▼
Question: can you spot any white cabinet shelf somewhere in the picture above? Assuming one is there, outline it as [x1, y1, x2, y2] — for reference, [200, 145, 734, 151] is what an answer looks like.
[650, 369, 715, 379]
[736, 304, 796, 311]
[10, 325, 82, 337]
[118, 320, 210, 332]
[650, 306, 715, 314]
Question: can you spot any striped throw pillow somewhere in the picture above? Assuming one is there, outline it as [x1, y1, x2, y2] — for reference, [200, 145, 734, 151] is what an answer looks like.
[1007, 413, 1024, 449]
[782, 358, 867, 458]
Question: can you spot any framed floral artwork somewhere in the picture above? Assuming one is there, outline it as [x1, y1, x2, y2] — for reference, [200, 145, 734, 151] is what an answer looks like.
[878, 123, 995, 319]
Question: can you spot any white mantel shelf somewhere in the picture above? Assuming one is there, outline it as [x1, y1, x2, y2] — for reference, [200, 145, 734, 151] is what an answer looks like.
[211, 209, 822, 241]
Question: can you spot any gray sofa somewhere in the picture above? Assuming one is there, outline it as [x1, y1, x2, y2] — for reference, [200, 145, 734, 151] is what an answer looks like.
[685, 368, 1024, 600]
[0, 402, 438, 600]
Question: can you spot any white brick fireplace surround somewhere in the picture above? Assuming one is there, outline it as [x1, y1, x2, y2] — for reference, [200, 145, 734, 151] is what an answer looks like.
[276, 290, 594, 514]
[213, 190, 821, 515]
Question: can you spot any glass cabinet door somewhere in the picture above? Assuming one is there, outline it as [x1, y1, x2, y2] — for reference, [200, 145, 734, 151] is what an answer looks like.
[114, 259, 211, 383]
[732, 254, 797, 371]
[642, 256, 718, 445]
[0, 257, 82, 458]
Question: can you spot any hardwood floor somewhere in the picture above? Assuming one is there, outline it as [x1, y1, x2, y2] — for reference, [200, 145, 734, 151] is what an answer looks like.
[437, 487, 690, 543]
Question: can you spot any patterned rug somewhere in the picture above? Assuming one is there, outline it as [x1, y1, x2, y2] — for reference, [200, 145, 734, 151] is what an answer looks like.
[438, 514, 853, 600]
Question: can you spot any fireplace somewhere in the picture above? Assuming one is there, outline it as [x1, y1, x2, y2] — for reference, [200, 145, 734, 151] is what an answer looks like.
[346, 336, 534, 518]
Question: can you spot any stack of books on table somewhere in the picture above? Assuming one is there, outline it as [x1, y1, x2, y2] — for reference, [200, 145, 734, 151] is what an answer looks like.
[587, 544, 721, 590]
▲
PROBLEM TO WORK ON ::
Put the entries from the start through the line containing "[650, 306, 715, 314]" into a two-column CSV headed input and output, with one row per input, its text in the input column and all that follows it in the output column. Quote each field and turn any line breaks into spaces.

RESULT OF THIS EXERCISE ::
input,output
"Question: can you spot any white cabinet shelf somewhere in the picture above? Assuming one is there, outline it as [x1, y1, x2, y2] — for reference, [200, 145, 734, 151] is what an answer looks like.","[650, 369, 715, 379] [736, 304, 796, 311] [10, 325, 82, 337] [118, 320, 210, 332] [650, 306, 715, 314]"